**Record list**

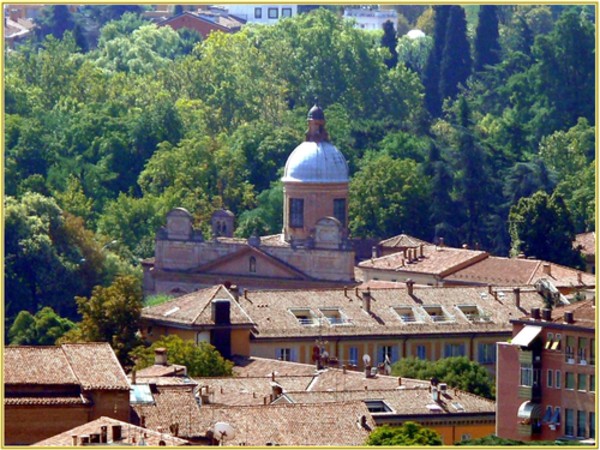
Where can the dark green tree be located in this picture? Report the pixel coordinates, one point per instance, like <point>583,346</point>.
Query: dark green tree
<point>455,66</point>
<point>43,328</point>
<point>111,315</point>
<point>487,47</point>
<point>540,226</point>
<point>202,360</point>
<point>457,371</point>
<point>431,75</point>
<point>408,434</point>
<point>389,41</point>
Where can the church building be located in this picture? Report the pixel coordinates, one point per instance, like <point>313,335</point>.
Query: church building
<point>313,250</point>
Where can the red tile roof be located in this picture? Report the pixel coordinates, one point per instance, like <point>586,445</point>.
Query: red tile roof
<point>131,435</point>
<point>436,260</point>
<point>514,271</point>
<point>90,365</point>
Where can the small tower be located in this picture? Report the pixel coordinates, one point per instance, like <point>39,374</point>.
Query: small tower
<point>315,184</point>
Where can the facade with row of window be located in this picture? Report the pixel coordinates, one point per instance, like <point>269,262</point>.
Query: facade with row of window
<point>554,394</point>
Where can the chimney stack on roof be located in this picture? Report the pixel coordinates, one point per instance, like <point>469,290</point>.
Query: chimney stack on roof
<point>160,356</point>
<point>517,292</point>
<point>410,285</point>
<point>569,317</point>
<point>547,314</point>
<point>547,268</point>
<point>367,300</point>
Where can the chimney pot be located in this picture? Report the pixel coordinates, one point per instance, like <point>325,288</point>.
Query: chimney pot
<point>547,314</point>
<point>517,292</point>
<point>160,356</point>
<point>547,268</point>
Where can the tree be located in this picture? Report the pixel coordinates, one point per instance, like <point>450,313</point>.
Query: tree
<point>386,197</point>
<point>540,226</point>
<point>43,328</point>
<point>111,315</point>
<point>455,66</point>
<point>457,371</point>
<point>389,41</point>
<point>487,47</point>
<point>202,360</point>
<point>409,434</point>
<point>431,75</point>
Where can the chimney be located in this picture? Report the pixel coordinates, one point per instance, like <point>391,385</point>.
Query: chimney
<point>569,317</point>
<point>160,356</point>
<point>367,300</point>
<point>547,314</point>
<point>547,268</point>
<point>410,285</point>
<point>117,435</point>
<point>235,292</point>
<point>517,292</point>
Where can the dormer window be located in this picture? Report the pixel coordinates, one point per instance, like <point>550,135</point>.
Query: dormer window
<point>473,313</point>
<point>438,314</point>
<point>305,316</point>
<point>407,314</point>
<point>334,316</point>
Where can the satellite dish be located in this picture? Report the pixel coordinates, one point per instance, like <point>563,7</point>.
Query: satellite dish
<point>224,431</point>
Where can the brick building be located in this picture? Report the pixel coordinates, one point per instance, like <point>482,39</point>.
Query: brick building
<point>48,390</point>
<point>313,250</point>
<point>547,387</point>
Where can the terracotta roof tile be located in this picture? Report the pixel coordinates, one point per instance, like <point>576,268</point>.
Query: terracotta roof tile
<point>435,261</point>
<point>131,435</point>
<point>586,242</point>
<point>195,308</point>
<point>37,365</point>
<point>90,365</point>
<point>514,271</point>
<point>96,366</point>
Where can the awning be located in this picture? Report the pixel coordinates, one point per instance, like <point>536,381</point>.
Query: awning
<point>529,410</point>
<point>526,335</point>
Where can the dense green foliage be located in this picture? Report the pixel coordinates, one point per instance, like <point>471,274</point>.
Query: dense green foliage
<point>456,371</point>
<point>111,121</point>
<point>201,360</point>
<point>409,434</point>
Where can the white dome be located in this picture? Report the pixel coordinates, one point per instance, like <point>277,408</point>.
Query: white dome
<point>415,34</point>
<point>316,162</point>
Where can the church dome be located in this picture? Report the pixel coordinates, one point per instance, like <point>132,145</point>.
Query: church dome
<point>316,162</point>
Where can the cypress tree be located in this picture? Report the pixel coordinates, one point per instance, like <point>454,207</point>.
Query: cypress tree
<point>487,48</point>
<point>431,75</point>
<point>456,57</point>
<point>390,40</point>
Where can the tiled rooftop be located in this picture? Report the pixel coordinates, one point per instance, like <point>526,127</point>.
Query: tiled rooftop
<point>195,308</point>
<point>586,242</point>
<point>272,313</point>
<point>131,435</point>
<point>514,271</point>
<point>435,261</point>
<point>91,365</point>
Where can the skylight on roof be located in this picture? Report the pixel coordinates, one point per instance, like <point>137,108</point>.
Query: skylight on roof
<point>171,311</point>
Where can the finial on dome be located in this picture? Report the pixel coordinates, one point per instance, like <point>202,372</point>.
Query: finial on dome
<point>316,124</point>
<point>316,113</point>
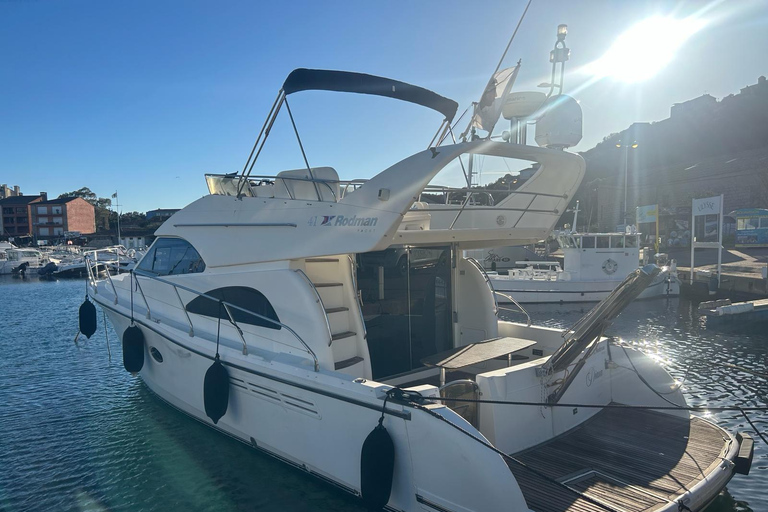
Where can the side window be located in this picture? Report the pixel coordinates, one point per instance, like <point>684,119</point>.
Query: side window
<point>172,256</point>
<point>242,297</point>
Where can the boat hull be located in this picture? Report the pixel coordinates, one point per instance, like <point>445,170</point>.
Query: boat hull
<point>535,291</point>
<point>316,422</point>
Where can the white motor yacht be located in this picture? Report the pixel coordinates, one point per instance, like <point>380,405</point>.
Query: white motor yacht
<point>250,314</point>
<point>593,265</point>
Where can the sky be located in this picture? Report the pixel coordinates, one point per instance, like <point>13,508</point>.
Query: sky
<point>145,97</point>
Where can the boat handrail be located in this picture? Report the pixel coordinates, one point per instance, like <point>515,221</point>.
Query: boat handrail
<point>227,306</point>
<point>357,295</point>
<point>319,301</point>
<point>252,177</point>
<point>488,283</point>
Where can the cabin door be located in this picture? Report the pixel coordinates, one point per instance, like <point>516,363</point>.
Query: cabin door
<point>406,294</point>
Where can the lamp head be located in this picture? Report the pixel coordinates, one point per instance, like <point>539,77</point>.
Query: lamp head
<point>562,31</point>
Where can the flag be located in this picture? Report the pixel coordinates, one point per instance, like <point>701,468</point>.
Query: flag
<point>488,109</point>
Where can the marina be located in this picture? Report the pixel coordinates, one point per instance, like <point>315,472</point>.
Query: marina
<point>99,427</point>
<point>384,308</point>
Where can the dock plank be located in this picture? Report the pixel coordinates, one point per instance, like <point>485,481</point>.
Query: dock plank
<point>619,458</point>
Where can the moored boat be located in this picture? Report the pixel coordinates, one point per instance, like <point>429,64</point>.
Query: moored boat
<point>249,313</point>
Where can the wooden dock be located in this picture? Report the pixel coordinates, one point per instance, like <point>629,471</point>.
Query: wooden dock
<point>631,460</point>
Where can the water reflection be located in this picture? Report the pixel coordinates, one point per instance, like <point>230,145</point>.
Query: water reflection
<point>80,434</point>
<point>718,370</point>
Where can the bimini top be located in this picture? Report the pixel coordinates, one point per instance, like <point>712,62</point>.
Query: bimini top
<point>345,81</point>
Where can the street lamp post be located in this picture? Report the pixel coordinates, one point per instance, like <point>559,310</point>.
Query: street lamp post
<point>626,147</point>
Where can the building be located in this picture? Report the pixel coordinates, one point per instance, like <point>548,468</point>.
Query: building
<point>67,214</point>
<point>160,214</point>
<point>704,148</point>
<point>6,191</point>
<point>16,218</point>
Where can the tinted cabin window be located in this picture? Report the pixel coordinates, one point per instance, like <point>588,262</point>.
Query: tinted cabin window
<point>172,256</point>
<point>240,296</point>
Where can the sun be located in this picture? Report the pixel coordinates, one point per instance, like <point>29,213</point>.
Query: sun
<point>645,48</point>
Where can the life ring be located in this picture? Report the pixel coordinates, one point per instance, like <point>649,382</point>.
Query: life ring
<point>610,266</point>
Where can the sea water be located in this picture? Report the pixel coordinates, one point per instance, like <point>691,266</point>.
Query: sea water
<point>79,433</point>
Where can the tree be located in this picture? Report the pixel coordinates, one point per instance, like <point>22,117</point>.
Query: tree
<point>84,193</point>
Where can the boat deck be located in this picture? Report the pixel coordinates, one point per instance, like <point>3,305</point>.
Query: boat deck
<point>631,460</point>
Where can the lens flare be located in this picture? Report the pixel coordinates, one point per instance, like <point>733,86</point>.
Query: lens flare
<point>645,49</point>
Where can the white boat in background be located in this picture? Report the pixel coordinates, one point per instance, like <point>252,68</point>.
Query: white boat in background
<point>114,259</point>
<point>22,260</point>
<point>246,314</point>
<point>593,265</point>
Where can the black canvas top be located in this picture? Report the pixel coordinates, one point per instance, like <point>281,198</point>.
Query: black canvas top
<point>345,81</point>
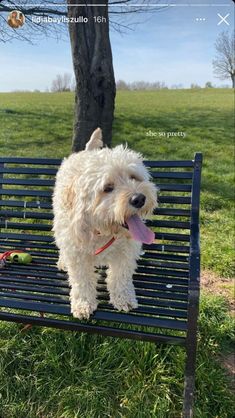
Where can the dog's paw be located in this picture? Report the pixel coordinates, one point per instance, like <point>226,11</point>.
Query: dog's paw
<point>124,302</point>
<point>60,265</point>
<point>82,309</point>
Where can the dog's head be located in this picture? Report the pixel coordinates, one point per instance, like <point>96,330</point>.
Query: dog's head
<point>114,191</point>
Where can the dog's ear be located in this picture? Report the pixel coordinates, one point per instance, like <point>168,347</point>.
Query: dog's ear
<point>95,141</point>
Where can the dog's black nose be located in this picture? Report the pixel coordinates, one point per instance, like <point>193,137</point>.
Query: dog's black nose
<point>137,200</point>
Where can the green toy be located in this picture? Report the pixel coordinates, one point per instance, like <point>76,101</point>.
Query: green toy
<point>21,258</point>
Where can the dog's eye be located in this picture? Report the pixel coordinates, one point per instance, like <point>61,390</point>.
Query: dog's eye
<point>108,188</point>
<point>133,177</point>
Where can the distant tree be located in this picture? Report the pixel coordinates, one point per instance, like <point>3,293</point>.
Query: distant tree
<point>208,85</point>
<point>177,86</point>
<point>224,62</point>
<point>195,86</point>
<point>61,83</point>
<point>88,25</point>
<point>122,85</point>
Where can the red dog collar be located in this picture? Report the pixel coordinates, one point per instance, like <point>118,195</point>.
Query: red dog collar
<point>101,249</point>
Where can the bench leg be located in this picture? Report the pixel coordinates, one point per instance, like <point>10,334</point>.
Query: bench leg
<point>189,379</point>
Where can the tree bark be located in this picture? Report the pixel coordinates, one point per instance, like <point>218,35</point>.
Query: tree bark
<point>93,67</point>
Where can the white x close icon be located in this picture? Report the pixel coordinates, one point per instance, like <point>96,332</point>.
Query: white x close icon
<point>223,19</point>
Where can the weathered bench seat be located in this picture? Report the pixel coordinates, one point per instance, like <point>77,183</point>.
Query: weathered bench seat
<point>167,279</point>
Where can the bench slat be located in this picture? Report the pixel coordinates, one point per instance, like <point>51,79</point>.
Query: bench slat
<point>99,315</point>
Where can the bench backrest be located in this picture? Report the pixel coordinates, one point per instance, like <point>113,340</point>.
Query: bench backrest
<point>26,186</point>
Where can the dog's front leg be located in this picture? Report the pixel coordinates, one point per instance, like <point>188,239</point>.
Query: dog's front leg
<point>82,280</point>
<point>120,284</point>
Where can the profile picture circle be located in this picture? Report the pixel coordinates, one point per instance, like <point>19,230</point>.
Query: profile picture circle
<point>16,19</point>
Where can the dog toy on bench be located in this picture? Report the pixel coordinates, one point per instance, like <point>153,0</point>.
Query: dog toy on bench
<point>15,256</point>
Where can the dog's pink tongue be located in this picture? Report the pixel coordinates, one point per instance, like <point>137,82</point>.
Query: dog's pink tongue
<point>139,230</point>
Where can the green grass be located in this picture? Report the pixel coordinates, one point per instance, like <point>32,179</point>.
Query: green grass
<point>57,374</point>
<point>40,124</point>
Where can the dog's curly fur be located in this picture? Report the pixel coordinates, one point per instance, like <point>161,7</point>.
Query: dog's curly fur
<point>91,203</point>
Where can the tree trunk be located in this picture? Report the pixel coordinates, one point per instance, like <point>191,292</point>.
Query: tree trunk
<point>93,67</point>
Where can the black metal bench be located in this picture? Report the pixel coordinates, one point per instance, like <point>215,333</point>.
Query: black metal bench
<point>166,282</point>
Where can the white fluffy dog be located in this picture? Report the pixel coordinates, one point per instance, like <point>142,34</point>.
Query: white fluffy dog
<point>100,199</point>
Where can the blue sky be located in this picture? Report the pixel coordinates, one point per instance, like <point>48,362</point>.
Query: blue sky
<point>170,45</point>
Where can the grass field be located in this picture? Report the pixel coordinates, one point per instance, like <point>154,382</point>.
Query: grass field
<point>40,124</point>
<point>51,374</point>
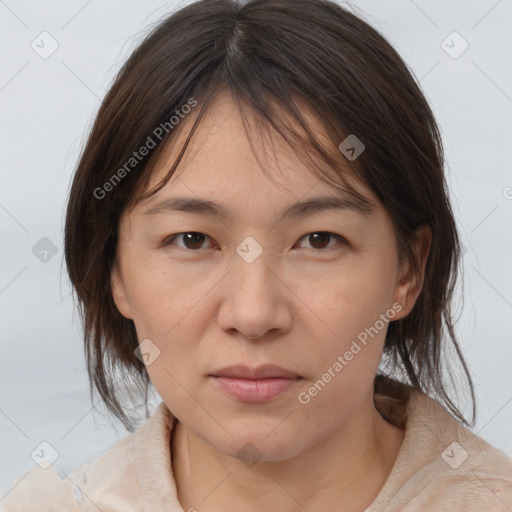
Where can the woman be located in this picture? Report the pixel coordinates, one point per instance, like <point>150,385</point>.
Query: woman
<point>259,227</point>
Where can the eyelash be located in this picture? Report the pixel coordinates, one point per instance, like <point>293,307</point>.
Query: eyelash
<point>169,240</point>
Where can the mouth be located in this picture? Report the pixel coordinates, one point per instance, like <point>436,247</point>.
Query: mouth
<point>255,385</point>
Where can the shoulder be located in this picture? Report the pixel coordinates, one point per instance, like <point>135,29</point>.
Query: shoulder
<point>110,482</point>
<point>444,466</point>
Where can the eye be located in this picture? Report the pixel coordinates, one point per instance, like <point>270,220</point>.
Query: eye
<point>192,240</point>
<point>319,239</point>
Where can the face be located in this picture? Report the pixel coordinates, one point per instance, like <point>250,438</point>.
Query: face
<point>310,292</point>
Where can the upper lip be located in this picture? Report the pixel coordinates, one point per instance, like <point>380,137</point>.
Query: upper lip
<point>266,371</point>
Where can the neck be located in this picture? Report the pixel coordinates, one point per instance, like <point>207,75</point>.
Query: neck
<point>349,467</point>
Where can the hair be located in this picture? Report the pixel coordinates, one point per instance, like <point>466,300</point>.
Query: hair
<point>277,58</point>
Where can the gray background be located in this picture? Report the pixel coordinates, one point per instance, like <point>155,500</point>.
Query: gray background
<point>47,104</point>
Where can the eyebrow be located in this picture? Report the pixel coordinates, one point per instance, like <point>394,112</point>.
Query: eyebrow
<point>360,205</point>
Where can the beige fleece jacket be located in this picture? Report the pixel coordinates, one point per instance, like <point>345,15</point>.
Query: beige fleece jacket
<point>441,466</point>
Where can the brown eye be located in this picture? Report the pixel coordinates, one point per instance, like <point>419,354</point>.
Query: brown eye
<point>191,240</point>
<point>320,239</point>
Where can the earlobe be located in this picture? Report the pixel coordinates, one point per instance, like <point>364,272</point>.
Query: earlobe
<point>119,293</point>
<point>411,281</point>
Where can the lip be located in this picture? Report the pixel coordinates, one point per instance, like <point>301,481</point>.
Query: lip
<point>266,371</point>
<point>255,385</point>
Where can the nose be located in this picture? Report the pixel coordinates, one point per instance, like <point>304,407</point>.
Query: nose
<point>256,303</point>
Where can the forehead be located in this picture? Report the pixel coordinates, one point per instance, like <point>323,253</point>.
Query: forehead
<point>228,156</point>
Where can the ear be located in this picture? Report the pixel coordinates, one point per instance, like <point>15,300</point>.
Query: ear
<point>411,282</point>
<point>119,292</point>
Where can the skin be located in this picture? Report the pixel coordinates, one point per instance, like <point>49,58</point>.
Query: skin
<point>299,304</point>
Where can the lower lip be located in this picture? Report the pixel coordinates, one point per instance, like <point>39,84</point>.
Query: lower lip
<point>255,390</point>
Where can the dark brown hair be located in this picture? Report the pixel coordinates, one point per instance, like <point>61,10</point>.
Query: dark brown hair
<point>276,57</point>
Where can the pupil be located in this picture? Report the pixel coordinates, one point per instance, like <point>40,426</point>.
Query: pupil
<point>319,236</point>
<point>191,243</point>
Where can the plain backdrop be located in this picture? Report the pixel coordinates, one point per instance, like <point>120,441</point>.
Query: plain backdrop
<point>47,105</point>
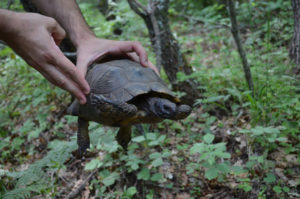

**Objective**
Return, word for word, the lines of the listing between the line holding "Where can the cypress" and the line holding "<point>171,311</point>", inclusive.

**The reply**
Where can the cypress tree be located in this picture? Report the pixel coordinates, one point per instance, like <point>454,207</point>.
Query: cypress tree
<point>487,48</point>
<point>431,75</point>
<point>456,57</point>
<point>390,40</point>
Where can the tiled rooftop be located in this picture? Report the pixel coordinates, one point per instance, like <point>526,127</point>.
Query: tiled rooftop
<point>195,308</point>
<point>586,242</point>
<point>272,313</point>
<point>131,435</point>
<point>514,271</point>
<point>435,261</point>
<point>91,365</point>
Where can the skylight on roof be located in this picture? Report the pixel coordinates, one point per instance, like <point>137,108</point>.
Query: skylight on roof
<point>171,311</point>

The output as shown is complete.